### TASK REQUIREMENTS
Answer these questions from the article on the Bolshoi's reopening below.
1. How long was the theater closed for reconstruction?
2. What did Dmitry Medvedev call the Bolshoi?
3. From which opera did the performers in hard hats sing a chorus?

### PAGE
____

Russia's Bolshoi reopens after historic refit

The Bolshoi Theatre's restored auditorium is seen during a media tour in October. The historic theatre finally raises its curtain on Friday after a six year closure for much-delayed reconstruction aimed at restoring its imperial splendour and artistic rep
By: Stuart Williams and Olga Nedbayeva, MOSCOW (AFP)

    (Comuna Rus, ROM) - Russia's famed Bolshoi Theatre finally lifted its curtain Friday after a six year closure for reconstruction that aimed to restore the former glory of its imperial splendour and artistic reputation.

     

    Russian President Dmitry Medvedev told the audience that the Bolshoi was a "national treasure", before the curtain went up for a spectacular invitation-only gala including performances by top ballet and opera stars.

     

    The reconstruction "was very serious work, it lasted six years, everyone felt this, the theatre, the company and everyone who loved it," Medvedev told an audience including the last Soviet leader Mikhail Gorbachev.

     

    "This is our national treasure," he said.

     

    In an opening item likely to cause controversy among traditionalists, the curtain parted to the sounds of chiming bells and flashing lights. Then performers in hard hats burst into a chorus from Glinka's opera "Ivan Susanin".

     

    In its heyday in the Soviet Union, the Bolshoi staged performances by legends such as ballerinas Maya Plisetskaya and Galina Ulanova and the mythical male dancer Maris Liepa.

____

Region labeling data
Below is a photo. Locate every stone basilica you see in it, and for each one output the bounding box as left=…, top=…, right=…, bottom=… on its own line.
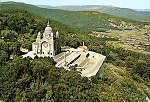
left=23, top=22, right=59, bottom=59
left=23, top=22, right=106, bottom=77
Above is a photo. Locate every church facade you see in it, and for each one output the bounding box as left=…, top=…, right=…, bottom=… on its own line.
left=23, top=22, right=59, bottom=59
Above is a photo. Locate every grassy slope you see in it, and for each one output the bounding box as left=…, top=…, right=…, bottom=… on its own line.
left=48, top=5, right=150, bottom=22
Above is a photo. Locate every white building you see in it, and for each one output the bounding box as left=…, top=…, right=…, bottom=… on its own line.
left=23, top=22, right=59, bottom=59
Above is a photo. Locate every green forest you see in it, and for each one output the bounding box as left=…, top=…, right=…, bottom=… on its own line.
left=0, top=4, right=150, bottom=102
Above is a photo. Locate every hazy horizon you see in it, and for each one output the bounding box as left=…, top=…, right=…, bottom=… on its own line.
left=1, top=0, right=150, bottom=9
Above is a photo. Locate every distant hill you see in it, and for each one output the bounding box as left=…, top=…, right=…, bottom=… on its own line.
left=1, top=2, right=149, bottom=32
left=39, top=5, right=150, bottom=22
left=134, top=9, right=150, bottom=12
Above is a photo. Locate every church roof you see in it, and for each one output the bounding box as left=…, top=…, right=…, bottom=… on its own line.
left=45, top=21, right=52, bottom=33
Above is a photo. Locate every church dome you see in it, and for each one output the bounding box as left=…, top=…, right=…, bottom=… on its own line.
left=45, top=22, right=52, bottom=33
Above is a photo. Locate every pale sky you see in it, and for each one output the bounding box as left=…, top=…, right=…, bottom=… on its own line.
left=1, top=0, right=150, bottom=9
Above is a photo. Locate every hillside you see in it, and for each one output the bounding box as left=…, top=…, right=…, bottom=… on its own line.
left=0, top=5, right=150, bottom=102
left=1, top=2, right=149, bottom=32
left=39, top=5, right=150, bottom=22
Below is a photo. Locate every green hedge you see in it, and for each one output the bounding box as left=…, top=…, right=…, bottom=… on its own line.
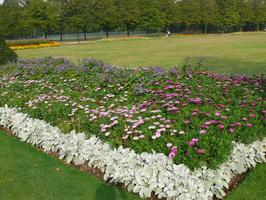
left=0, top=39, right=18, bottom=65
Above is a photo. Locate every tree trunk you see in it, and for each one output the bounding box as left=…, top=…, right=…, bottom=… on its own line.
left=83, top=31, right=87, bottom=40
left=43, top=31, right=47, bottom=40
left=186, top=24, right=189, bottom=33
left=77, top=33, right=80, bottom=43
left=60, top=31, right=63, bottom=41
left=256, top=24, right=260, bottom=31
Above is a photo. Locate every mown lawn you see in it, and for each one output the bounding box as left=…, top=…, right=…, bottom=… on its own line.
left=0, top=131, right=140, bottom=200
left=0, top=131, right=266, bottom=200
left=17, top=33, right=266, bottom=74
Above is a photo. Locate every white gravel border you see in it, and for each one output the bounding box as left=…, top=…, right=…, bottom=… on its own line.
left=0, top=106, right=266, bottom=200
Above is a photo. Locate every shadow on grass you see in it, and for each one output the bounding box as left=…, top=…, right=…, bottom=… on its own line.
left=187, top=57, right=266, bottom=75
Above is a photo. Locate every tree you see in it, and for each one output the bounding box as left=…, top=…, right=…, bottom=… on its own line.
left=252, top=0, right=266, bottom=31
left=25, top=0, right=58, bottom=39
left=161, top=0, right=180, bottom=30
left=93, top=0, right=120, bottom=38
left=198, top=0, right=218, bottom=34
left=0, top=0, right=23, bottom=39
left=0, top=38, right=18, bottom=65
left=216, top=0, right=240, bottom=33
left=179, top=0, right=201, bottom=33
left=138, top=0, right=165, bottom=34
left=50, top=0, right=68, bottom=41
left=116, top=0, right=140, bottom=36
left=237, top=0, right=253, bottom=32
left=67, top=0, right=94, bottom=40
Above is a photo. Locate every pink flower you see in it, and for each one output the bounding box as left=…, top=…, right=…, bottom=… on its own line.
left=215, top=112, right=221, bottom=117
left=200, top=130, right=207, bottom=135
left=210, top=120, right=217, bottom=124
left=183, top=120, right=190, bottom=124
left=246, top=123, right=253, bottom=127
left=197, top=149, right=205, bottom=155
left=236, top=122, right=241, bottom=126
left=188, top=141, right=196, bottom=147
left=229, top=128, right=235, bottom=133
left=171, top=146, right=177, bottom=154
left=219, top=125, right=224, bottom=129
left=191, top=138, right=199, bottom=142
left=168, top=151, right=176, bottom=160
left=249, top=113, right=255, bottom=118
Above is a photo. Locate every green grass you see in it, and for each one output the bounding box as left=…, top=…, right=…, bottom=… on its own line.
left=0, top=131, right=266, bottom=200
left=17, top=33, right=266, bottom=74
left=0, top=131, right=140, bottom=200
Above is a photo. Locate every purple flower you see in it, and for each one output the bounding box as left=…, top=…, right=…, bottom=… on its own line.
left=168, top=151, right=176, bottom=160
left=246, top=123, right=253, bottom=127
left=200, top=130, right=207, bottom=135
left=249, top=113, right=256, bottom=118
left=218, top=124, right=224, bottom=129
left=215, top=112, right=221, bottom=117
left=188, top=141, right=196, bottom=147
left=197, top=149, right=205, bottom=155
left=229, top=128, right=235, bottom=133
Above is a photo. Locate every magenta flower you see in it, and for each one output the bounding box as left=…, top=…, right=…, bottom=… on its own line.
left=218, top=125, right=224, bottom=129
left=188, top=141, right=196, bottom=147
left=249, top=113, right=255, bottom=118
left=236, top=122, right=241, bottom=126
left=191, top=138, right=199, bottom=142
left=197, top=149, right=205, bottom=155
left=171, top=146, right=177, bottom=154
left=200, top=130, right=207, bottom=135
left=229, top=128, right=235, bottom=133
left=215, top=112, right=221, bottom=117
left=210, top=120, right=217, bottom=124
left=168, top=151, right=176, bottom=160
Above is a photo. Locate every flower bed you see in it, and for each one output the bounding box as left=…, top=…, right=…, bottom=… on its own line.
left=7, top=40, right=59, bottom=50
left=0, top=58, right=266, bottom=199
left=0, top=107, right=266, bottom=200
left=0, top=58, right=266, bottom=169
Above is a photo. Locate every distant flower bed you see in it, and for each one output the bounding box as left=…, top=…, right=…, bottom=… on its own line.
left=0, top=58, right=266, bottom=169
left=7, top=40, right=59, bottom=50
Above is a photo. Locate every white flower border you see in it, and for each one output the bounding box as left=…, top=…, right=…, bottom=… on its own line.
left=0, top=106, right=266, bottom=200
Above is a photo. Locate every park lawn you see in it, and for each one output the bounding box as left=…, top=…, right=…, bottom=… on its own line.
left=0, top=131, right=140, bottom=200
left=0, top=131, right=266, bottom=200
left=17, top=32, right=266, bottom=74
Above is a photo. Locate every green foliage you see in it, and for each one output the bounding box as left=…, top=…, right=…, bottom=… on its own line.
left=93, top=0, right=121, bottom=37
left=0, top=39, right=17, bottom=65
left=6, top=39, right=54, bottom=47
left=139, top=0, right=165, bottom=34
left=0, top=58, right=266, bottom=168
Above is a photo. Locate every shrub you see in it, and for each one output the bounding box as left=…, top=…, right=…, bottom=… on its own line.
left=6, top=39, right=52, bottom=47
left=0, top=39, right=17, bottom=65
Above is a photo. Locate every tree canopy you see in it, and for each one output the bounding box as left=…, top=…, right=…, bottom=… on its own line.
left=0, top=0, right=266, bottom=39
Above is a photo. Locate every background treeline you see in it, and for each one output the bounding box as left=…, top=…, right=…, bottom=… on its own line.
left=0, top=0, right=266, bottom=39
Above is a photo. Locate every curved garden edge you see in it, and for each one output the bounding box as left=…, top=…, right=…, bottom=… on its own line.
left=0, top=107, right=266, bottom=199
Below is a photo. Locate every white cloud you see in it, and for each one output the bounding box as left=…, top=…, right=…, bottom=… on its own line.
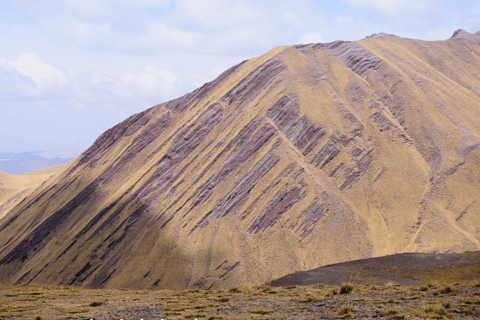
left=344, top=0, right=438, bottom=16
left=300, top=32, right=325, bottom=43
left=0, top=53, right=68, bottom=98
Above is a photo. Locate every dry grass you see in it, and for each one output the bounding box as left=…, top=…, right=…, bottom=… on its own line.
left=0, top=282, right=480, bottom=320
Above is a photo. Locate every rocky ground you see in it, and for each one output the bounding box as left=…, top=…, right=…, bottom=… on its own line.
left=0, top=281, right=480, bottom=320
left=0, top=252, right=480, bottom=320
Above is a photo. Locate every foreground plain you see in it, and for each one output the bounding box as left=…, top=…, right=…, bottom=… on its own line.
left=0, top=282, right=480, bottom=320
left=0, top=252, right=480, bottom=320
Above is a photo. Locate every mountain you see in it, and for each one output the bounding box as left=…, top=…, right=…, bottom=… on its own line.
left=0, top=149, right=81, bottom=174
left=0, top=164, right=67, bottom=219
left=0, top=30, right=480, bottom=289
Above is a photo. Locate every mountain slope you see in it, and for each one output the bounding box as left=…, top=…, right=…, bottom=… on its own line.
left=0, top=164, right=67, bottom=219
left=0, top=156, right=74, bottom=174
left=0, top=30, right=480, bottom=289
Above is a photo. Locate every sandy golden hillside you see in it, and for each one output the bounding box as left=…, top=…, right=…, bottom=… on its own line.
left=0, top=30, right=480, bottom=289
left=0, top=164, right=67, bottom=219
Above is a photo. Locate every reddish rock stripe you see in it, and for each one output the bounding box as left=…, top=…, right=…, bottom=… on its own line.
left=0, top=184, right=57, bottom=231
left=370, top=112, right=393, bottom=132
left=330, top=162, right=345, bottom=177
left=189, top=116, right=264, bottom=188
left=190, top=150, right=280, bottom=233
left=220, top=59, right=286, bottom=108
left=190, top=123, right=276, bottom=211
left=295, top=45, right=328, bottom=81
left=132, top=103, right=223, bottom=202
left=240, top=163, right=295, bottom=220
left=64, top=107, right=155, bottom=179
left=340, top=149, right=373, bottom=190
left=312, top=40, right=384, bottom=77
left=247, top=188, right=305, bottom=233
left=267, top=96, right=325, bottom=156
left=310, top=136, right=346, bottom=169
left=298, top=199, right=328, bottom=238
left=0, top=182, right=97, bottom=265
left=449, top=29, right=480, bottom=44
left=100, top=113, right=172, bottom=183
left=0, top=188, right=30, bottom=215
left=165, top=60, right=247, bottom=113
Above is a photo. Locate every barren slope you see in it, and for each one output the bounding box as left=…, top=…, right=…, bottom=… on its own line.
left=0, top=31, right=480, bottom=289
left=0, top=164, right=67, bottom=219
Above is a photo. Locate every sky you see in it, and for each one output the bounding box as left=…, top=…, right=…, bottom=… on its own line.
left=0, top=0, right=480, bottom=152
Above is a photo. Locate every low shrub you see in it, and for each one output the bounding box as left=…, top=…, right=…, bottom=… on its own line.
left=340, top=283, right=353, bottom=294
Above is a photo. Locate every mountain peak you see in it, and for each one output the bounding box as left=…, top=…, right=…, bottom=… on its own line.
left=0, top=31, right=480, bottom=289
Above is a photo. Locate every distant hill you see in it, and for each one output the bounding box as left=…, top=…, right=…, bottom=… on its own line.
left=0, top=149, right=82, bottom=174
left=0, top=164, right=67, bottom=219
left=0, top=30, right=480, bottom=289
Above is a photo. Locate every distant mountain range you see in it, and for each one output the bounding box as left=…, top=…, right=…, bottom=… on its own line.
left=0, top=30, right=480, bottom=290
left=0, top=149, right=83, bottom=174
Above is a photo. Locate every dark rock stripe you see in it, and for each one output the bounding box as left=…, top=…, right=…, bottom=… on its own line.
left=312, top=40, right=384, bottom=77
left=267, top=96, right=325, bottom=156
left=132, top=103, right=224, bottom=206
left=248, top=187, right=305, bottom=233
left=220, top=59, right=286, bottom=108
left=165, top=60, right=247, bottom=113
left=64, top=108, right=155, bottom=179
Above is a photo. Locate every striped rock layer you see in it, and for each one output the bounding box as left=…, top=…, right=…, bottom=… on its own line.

____

### WORKED ANSWER
1. Six years.
2. A "national treasure."
3. Glinka's "Ivan Susanin."